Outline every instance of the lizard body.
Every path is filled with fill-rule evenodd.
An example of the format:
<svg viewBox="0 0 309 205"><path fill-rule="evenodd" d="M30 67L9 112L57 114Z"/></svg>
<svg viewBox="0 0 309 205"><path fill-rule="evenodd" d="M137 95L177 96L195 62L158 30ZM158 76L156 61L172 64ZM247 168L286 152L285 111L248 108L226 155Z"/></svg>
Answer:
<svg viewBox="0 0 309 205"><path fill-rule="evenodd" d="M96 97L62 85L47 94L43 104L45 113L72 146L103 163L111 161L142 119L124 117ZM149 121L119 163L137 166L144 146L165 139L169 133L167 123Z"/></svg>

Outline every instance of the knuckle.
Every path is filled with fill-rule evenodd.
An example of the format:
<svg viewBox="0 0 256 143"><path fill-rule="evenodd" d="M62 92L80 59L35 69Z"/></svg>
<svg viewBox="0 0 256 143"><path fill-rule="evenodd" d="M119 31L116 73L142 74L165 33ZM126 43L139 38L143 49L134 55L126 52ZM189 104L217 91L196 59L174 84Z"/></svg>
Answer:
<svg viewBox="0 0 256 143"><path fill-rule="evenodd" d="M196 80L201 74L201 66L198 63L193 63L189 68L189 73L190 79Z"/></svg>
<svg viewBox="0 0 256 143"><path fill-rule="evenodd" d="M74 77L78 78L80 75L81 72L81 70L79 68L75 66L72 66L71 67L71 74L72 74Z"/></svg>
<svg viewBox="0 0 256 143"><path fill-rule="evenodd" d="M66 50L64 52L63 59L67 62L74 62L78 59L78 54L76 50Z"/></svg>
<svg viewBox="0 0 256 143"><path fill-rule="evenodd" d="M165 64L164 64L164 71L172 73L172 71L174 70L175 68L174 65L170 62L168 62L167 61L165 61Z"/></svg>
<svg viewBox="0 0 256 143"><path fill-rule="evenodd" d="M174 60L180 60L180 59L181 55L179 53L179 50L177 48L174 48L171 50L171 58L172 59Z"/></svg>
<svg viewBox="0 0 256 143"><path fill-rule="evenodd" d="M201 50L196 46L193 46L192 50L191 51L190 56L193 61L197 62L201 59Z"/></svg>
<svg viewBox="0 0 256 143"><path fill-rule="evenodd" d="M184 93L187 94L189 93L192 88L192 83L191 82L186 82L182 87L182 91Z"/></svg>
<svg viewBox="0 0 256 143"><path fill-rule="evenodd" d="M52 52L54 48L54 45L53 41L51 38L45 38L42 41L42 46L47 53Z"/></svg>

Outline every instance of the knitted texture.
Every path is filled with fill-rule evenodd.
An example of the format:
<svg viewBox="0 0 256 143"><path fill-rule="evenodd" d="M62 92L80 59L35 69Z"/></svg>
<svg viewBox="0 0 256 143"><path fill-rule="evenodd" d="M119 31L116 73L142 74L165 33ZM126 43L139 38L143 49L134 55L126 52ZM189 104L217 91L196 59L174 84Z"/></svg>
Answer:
======
Given task
Extract the complete listing above, reproducing each line exactly.

Completed task
Outline every instance of the lizard body.
Every path is filled with fill-rule evenodd.
An example of the format:
<svg viewBox="0 0 309 205"><path fill-rule="evenodd" d="M30 67L9 112L57 114Z"/></svg>
<svg viewBox="0 0 309 205"><path fill-rule="evenodd" d="M137 95L177 96L195 62L158 30ZM158 76L156 61L172 64ZM247 168L286 152L285 111L248 108L226 155Z"/></svg>
Answer:
<svg viewBox="0 0 309 205"><path fill-rule="evenodd" d="M96 97L62 85L47 94L43 104L45 113L72 146L103 163L111 161L142 119L124 117ZM149 121L119 163L137 166L144 146L165 139L169 133L167 123Z"/></svg>

Outline every instance of the knuckle.
Every path is filled with fill-rule evenodd.
An example of the format:
<svg viewBox="0 0 256 143"><path fill-rule="evenodd" d="M62 92L80 59L35 69Z"/></svg>
<svg viewBox="0 0 256 143"><path fill-rule="evenodd" d="M119 31L116 73L142 74L165 33ZM126 43L139 38L143 49L134 55L126 52ZM189 104L217 91L196 59L174 84Z"/></svg>
Answer:
<svg viewBox="0 0 256 143"><path fill-rule="evenodd" d="M196 80L201 74L201 66L198 63L193 63L189 68L189 73L190 79Z"/></svg>
<svg viewBox="0 0 256 143"><path fill-rule="evenodd" d="M74 77L78 78L80 75L81 72L81 70L79 68L75 66L72 66L71 67L71 74L72 74Z"/></svg>
<svg viewBox="0 0 256 143"><path fill-rule="evenodd" d="M66 50L64 52L63 59L67 62L74 62L78 59L78 54L76 50Z"/></svg>
<svg viewBox="0 0 256 143"><path fill-rule="evenodd" d="M165 64L164 64L164 71L172 73L172 71L174 70L175 68L174 65L170 62L168 62L167 61L165 61Z"/></svg>
<svg viewBox="0 0 256 143"><path fill-rule="evenodd" d="M174 60L180 60L180 59L181 55L179 53L179 50L177 48L174 48L171 50L171 58L172 59Z"/></svg>
<svg viewBox="0 0 256 143"><path fill-rule="evenodd" d="M201 50L196 46L193 46L192 50L191 51L190 56L193 61L197 62L201 59Z"/></svg>
<svg viewBox="0 0 256 143"><path fill-rule="evenodd" d="M184 93L187 94L189 93L192 88L192 83L191 82L186 82L182 87L182 91Z"/></svg>
<svg viewBox="0 0 256 143"><path fill-rule="evenodd" d="M52 52L54 48L54 45L53 41L51 38L45 38L42 41L42 46L47 53Z"/></svg>

Outline every instance of the knitted texture.
Every path is filled with fill-rule evenodd.
An example of the format:
<svg viewBox="0 0 256 143"><path fill-rule="evenodd" d="M62 92L80 59L35 69Z"/></svg>
<svg viewBox="0 0 256 143"><path fill-rule="evenodd" d="M119 31L116 73L142 74L165 33ZM126 43L139 38L143 49L134 55L126 52ZM189 104L217 91L196 59L174 84Z"/></svg>
Answer:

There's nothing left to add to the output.